Bloc de texte
# Il est d'autant plus vif qu'il la concerne aujourd'hui



## Gemmenita

Bonjour,

Et pourriez-vous dire s.v.p, ce que signifie "d'autant plus que" dans cette phrase?

- Le débat ouvert dépasse de loin le seul cas de _La Joconde_, mais il est *d'autant plus* vif qu'il la concerne aujourd'hui.

merci beaucoup d'avance


----------



## SergueiL

Bonjour,
Je comprends cette phrase ainsi : Si le débat est si vif aujourd'hui c'est parce que cela concerne le cas de la Joconde (même si ce n'est pas le seul).


----------



## Maître Capello

Je n'ai pas tout à fait la même interprétation. Je dirais en fait plutôt que si le débat est si vif pour _La Joconde_, c'est parce qu'il la concerne aujourd'hui.


----------



## Kwistax

Maître Capello said:


> Je n'ai pas tout à fait la même interprétation. Je dirais en fait plutôt que si le débat est si vif pour _La Joconde_, c'est parce qu'il la concerne aujourd'hui.



idem.
1: le débat concerne la Joconde.
2: il la concerne aujourd'hui et est de ce fait d'autant plus vif.


----------



## SergueiL

Il faudrait alors savoir quel est ce débat qui ne concernait pas la Joconde avant aujourd'hui.


----------



## Maître Capello

SergueiL said:


> Il faudrait alors savoir quel est ce débat qui ne concernait pas la Joconde avant aujourd'hui.


Il s'agit de celui de restaurer ou non le tableau selon l'article Faut-il rajeunir La Joconde ?



> *J*aune, elle est jaune _La Joconde_,  avec son fin sourire derrière la vitre qui la protège et devant  laquelle passent chaque jour des foules de visiteurs. Et pourtant, elle  n’a pas toujours été jaune, et ce n’est pas ainsi que l’a peinte Léonard  de Vinci… Si _La Joconde_, telle que nous la voyons aujourd’hui,  est jaune, c’est que les vernis qui recouvrent cette huile sur bois ont  jauni car, pour la préserver, elle a fait l’objet de vernissages  réguliers depuis son entrée dans les collections royales en 1519.

Énoncé a
Mettez dans une liste JSON de chaînes les lignes des enregistrements qui vont de celle contenant "Examine the image above and determine whether any gray" à celle contenant "left=0, top=0, right=390, bottom=166", ces deux lignes comprises. Chaque ligne doit former un élément, sans aucune ligne vide.

Extraits d'un jeu de données de détection
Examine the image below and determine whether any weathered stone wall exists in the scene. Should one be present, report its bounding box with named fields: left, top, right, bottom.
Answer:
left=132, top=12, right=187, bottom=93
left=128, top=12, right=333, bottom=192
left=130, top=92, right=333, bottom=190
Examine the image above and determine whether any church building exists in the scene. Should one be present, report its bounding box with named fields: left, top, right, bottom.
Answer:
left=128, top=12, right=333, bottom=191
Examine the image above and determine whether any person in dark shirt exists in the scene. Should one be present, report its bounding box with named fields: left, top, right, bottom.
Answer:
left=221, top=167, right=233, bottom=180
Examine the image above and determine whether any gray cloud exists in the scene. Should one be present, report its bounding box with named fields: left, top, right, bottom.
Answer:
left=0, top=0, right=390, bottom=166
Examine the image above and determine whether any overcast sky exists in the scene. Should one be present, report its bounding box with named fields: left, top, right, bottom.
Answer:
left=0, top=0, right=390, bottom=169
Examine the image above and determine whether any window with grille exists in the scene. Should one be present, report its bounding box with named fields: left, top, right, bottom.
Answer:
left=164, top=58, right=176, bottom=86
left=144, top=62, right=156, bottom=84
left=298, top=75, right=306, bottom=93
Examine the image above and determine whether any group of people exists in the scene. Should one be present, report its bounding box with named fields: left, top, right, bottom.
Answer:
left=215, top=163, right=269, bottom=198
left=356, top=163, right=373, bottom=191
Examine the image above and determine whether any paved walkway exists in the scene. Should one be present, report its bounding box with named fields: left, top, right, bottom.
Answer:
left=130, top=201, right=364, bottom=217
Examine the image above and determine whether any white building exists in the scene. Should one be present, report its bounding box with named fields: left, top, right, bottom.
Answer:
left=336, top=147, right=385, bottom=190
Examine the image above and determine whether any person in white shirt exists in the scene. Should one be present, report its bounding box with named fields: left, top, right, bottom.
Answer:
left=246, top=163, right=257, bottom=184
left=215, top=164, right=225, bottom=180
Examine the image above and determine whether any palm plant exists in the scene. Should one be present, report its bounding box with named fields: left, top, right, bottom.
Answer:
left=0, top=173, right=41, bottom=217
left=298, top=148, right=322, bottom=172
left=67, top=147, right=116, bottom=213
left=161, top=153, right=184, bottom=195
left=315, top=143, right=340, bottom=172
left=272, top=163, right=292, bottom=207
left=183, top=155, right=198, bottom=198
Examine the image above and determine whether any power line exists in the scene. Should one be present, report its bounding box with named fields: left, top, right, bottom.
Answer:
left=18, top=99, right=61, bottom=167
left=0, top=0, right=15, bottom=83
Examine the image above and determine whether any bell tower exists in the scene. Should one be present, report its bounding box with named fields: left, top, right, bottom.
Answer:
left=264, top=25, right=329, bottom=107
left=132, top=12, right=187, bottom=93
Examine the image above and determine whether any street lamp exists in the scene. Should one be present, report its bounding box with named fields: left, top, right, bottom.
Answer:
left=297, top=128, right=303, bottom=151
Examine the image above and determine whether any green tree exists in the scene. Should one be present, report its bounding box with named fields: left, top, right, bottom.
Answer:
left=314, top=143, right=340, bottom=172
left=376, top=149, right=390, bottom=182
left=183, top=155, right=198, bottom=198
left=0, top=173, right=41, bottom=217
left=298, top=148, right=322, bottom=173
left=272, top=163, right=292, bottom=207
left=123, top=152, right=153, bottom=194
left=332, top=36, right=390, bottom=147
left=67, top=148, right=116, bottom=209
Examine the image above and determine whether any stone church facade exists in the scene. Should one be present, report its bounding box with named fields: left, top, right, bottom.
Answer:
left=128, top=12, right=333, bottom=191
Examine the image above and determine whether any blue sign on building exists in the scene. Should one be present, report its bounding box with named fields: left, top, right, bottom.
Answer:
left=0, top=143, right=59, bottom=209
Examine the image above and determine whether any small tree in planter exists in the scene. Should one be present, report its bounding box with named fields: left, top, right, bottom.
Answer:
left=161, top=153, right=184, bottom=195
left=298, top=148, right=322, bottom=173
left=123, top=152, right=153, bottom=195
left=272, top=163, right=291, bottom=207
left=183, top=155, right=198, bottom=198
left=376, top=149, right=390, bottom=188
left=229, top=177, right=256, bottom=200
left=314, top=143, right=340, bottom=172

Énoncé b
Citez les pseudonymes de tous les participants qui publient un message dans le bloc de texte.

Résultat a
[
  "Examine the image above and determine whether any gray cloud exists in the scene. Should one be present, report its bounding box with named fields: left, top, right, bottom.",
  "Answer:",
  "left=0, top=0, right=390, bottom=166"
]

Résultat b
Gemmenita, SergueiL, Maître Capello, Kwistax